═══ Records to process ═══

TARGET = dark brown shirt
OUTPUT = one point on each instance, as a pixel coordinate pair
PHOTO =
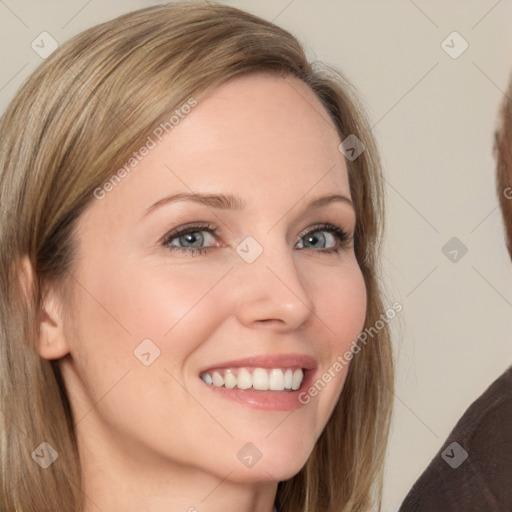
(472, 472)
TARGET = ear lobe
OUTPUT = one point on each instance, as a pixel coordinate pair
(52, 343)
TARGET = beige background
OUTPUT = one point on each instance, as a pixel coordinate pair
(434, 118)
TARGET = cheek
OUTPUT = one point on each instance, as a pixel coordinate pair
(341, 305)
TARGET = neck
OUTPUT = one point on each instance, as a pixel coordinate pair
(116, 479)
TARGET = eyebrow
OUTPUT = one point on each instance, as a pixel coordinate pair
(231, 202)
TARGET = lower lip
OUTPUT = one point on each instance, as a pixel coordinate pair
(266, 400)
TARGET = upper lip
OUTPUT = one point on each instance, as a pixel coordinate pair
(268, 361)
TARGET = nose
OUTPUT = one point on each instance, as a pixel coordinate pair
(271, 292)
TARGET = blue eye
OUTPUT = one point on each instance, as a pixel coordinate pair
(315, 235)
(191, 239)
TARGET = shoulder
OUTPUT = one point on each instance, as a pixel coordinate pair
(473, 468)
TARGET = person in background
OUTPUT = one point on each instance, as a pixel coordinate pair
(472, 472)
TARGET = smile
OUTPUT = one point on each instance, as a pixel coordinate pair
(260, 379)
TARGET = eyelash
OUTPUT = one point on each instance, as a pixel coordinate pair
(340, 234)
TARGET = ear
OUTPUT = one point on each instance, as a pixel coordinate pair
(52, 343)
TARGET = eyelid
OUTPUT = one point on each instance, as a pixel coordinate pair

═══
═══ Records to process ═══

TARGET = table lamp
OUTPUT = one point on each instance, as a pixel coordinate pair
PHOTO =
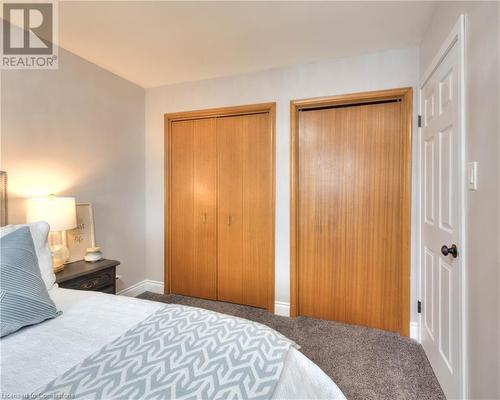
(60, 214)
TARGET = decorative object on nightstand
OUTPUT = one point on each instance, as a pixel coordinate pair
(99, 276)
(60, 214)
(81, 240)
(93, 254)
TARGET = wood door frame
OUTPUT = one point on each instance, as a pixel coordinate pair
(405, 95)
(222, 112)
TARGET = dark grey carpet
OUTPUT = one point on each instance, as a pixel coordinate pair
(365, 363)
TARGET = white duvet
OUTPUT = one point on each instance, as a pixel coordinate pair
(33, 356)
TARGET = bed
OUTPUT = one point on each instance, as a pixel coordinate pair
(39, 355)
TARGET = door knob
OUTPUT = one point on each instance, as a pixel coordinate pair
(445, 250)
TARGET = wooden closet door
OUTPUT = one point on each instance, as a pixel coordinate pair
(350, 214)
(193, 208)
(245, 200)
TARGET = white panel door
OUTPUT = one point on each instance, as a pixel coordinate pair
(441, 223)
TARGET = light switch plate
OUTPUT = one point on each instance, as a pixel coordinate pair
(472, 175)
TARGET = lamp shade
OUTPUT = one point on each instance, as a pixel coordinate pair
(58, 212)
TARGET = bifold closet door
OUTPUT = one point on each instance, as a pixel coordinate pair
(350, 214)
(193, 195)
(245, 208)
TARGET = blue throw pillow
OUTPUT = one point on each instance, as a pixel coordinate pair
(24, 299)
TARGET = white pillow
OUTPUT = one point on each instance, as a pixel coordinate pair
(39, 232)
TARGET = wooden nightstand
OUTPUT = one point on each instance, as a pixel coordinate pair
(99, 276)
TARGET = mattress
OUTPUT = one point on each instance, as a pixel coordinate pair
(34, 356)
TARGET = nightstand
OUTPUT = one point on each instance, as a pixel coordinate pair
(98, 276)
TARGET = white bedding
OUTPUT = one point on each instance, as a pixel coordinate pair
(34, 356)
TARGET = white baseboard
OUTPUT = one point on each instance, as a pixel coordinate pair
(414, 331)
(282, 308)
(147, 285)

═══
═══ Records to process ═══

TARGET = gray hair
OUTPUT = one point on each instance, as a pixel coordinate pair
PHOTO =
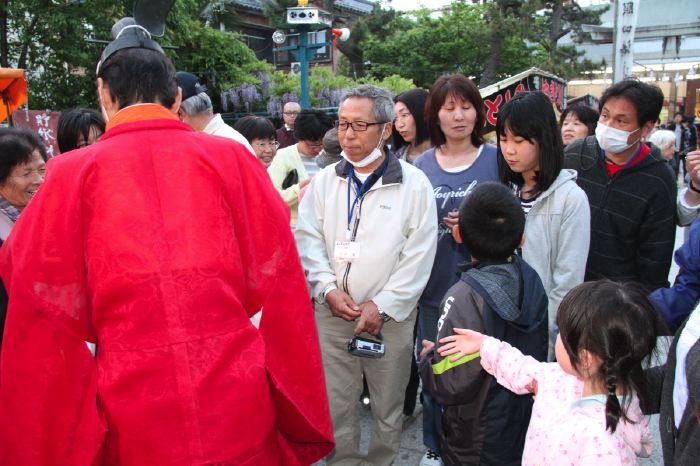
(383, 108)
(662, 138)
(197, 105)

═══

Short task →
Extract each line of the records above that contains the word "dark".

Solved exercise →
TARGET = dark brown shirt
TARGET = dark grey carpet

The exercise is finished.